• What you are asked to do
Pull out every line in the listing below that contains the word "shoreline".

---

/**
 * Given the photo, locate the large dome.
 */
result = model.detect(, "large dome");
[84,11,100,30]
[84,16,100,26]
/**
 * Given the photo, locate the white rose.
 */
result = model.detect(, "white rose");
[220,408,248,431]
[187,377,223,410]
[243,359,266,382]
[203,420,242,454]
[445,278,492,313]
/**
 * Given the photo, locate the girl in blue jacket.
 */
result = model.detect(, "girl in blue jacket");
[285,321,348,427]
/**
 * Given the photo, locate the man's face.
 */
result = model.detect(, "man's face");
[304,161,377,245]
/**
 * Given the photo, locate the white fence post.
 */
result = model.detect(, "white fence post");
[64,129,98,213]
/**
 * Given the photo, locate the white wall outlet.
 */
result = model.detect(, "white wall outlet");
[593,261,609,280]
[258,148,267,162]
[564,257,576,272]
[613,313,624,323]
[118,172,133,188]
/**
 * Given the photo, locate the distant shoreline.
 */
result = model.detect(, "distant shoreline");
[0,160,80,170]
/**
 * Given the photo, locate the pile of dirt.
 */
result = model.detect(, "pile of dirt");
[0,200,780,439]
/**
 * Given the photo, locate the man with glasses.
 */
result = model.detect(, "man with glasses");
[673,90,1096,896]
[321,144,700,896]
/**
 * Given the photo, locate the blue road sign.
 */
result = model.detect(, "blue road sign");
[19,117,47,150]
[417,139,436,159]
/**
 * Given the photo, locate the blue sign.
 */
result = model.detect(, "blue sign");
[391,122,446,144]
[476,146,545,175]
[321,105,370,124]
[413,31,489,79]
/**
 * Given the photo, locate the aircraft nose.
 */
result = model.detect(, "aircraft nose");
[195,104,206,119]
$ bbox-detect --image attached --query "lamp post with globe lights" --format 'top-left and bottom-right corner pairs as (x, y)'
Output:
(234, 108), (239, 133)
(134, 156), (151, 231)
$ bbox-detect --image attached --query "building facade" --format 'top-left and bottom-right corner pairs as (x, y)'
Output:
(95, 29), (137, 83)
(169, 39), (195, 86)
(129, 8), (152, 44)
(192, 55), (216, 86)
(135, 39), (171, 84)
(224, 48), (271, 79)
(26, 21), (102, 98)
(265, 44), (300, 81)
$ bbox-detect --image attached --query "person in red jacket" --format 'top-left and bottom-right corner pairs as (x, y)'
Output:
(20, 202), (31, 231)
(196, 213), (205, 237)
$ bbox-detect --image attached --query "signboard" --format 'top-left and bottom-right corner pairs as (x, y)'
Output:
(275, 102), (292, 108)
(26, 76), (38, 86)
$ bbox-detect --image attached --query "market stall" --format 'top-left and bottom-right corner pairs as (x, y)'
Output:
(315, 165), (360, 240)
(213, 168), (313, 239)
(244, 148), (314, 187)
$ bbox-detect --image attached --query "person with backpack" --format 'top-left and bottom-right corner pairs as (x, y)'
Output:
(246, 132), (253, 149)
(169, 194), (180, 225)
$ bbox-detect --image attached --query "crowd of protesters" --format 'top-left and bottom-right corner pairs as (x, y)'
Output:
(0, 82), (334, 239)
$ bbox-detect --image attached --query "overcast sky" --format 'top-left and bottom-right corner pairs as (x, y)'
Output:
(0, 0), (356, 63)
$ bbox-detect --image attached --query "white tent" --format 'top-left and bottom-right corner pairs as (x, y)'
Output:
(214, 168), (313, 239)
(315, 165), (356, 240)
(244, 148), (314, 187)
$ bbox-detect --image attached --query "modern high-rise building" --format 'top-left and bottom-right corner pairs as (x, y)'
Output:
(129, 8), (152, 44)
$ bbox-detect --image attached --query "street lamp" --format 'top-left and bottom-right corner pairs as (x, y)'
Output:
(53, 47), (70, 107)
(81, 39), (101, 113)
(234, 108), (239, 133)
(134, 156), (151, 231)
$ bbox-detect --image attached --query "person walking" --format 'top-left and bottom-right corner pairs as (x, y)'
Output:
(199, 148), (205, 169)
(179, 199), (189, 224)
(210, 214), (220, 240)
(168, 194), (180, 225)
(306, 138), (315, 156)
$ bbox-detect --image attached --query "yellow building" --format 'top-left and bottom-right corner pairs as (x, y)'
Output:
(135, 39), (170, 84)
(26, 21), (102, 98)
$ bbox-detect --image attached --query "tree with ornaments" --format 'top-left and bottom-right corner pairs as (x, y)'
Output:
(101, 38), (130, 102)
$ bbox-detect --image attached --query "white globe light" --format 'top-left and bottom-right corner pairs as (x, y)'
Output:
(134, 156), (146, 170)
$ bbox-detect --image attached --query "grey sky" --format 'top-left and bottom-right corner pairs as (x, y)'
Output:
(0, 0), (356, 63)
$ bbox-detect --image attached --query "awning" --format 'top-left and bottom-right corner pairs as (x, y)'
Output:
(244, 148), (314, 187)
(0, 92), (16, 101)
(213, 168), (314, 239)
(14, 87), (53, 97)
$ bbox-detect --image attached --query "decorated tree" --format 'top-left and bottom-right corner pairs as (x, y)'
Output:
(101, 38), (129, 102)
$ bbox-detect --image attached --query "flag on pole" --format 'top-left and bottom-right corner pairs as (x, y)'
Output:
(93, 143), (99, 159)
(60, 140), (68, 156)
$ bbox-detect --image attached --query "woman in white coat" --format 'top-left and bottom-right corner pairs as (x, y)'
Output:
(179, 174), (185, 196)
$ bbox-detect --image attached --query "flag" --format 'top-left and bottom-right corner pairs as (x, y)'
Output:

---

• Exercise solution
 * Given the photo, locate the distant shoreline.
result = model.detect(, "distant shoreline");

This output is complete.